Write out the records from their start through the line with "POLYGON ((0 0, 0", including both ends, and leave the pictures out of your answer.

▶ [Input material]
++++++++++++++++++++
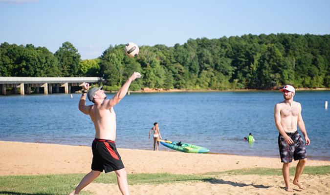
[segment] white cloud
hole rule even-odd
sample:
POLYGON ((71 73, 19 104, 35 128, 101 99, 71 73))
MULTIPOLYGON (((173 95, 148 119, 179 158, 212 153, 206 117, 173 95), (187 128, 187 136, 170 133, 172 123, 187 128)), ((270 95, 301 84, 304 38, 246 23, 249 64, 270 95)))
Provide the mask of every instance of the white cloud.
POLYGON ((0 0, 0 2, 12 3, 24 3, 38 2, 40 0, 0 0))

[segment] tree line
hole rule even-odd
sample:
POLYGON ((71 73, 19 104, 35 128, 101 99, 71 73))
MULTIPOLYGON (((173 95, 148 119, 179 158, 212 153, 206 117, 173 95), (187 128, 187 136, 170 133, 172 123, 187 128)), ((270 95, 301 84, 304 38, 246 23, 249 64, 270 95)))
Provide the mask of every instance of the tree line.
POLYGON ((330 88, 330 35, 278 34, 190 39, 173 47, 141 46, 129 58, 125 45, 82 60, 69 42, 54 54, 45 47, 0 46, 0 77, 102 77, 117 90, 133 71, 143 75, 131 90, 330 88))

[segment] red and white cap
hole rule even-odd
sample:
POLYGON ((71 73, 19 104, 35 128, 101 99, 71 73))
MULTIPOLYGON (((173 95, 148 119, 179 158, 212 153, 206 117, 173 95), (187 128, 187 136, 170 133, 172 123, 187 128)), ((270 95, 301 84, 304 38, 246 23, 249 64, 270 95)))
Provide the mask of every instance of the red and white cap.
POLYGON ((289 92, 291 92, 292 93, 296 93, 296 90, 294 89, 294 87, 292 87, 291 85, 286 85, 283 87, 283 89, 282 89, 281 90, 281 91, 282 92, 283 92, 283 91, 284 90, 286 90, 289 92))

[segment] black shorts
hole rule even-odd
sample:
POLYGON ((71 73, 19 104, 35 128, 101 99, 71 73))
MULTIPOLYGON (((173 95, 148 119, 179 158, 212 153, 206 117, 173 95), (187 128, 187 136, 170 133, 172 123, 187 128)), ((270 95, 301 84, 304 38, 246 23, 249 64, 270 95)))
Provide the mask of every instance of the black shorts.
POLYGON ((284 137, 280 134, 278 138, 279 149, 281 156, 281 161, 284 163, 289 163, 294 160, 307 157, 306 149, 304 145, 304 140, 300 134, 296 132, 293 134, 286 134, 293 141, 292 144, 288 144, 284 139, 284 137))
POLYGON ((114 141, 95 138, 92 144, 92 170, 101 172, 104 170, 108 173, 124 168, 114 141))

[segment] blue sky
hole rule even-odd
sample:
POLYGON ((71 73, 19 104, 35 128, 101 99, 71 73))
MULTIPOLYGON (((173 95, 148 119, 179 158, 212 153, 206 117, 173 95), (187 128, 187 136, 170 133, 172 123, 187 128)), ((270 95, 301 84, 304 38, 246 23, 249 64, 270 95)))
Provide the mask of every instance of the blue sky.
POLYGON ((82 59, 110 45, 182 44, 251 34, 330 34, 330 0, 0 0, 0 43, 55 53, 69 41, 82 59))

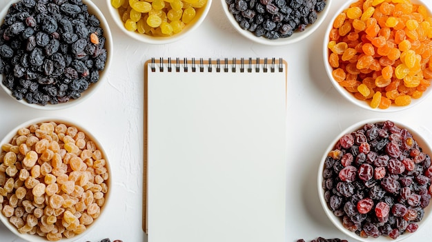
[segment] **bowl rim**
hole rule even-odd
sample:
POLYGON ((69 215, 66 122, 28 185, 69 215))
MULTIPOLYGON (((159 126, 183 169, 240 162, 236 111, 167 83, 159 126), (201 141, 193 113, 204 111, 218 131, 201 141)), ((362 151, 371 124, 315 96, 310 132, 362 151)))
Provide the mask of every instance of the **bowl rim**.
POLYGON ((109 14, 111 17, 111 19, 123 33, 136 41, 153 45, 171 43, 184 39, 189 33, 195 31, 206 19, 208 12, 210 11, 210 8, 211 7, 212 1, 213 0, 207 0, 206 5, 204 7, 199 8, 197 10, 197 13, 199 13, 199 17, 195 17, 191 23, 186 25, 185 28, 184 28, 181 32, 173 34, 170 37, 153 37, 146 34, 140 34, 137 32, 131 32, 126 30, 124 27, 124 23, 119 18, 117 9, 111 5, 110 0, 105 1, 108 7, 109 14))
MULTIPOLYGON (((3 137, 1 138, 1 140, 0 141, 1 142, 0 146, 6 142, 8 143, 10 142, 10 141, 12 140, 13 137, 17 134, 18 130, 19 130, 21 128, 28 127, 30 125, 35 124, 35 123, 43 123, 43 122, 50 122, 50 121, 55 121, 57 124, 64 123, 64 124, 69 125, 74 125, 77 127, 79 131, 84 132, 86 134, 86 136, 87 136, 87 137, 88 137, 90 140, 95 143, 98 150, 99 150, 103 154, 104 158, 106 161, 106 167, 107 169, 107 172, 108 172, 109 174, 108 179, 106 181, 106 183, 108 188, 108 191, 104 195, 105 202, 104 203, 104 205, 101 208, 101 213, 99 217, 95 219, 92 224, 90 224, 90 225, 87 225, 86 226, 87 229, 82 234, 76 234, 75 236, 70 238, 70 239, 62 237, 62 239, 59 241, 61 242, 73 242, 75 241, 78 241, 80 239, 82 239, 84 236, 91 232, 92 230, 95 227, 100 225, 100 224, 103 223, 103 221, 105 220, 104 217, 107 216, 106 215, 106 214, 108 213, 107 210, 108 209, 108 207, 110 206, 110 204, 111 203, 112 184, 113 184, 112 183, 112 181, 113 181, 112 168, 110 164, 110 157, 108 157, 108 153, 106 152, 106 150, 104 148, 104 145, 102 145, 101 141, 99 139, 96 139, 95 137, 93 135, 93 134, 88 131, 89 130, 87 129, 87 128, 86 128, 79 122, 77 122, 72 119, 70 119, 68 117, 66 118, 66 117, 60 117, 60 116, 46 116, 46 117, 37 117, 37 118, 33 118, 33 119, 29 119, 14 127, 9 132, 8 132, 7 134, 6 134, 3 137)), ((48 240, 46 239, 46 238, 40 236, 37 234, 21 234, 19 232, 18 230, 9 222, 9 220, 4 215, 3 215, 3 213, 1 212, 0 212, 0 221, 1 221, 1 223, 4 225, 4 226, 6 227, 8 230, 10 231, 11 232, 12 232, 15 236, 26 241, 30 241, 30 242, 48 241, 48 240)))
++++++++++++++++++++
▶ [Solved problem]
[segment] white cloud
hole rule even-odd
sample:
POLYGON ((71 73, 19 104, 35 128, 101 99, 71 73))
MULTIPOLYGON (((173 95, 148 119, 179 158, 212 153, 206 117, 173 95), (187 128, 187 136, 170 133, 172 123, 187 128)), ((270 95, 301 84, 304 38, 246 23, 249 64, 270 95)))
Provide the mask of every instance of the white cloud.
POLYGON ((0 0, 0 2, 12 3, 24 3, 38 2, 40 0, 0 0))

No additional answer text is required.